Saved data entries
========

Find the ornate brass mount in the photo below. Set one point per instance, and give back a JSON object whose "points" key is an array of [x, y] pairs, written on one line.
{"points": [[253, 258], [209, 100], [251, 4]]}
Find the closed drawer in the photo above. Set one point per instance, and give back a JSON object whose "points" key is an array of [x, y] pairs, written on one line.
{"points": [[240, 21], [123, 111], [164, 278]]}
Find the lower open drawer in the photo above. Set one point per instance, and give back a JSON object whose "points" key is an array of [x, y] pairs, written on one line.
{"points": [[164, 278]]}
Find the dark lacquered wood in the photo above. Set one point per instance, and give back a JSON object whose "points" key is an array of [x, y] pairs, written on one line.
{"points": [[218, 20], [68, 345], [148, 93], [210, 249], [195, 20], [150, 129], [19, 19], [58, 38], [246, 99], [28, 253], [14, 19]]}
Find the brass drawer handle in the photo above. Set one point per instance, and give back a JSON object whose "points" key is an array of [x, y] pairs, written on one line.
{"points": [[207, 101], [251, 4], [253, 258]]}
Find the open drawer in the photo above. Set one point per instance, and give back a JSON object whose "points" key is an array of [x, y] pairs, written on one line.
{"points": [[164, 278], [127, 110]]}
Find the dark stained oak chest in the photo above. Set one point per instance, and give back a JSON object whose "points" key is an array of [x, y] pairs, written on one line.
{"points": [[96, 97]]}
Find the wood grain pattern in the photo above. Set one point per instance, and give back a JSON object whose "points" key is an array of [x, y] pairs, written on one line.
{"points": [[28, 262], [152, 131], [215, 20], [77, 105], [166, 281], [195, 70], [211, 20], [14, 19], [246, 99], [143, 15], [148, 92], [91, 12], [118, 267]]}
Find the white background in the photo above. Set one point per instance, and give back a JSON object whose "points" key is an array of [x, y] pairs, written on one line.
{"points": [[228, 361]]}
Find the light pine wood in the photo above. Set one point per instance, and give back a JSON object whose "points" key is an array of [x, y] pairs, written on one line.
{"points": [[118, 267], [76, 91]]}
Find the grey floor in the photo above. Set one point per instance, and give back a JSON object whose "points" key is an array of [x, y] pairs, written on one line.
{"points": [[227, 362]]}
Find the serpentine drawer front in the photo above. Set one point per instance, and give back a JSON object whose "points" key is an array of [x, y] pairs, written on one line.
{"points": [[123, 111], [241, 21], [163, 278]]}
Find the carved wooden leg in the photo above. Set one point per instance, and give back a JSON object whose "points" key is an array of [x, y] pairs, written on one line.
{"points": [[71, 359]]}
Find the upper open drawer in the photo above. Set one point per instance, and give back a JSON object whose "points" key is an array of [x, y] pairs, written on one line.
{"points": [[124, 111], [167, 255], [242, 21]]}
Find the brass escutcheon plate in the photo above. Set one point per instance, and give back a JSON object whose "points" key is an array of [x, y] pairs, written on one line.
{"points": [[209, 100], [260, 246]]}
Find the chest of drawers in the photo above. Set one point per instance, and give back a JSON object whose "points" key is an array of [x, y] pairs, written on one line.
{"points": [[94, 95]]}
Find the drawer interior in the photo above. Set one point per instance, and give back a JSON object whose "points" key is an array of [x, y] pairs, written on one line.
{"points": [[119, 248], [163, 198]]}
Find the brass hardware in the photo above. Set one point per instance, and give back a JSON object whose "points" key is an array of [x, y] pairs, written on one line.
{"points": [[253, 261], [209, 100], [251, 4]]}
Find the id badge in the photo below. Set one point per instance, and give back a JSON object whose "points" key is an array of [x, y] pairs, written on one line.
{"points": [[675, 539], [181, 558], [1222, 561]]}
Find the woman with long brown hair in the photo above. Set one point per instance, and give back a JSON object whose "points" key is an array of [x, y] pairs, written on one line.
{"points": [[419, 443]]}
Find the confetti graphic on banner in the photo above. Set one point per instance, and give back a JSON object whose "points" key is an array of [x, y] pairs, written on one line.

========

> _Directions_:
Look above for the line that holds "Find the id", then copy it and each line after it exactly, through the last line of the data.

> _Correct response_:
Find the id badge in the photo below. Set one point per instance, and give back a JSON object whose "points" key is an array of [x, y] pairs, written on one line.
{"points": [[675, 539], [181, 558], [1222, 561]]}
Find the woman with long brown hair in the photo above. Set one point per instance, and give back a JSON object whose "points" key is an array of [x, y] pairs, written on one line.
{"points": [[419, 443]]}
Find the confetti graphic on banner in the photo above. Set one point per instance, and give back a JSON object whose "points" key is an array of [x, y] pairs, written on one line.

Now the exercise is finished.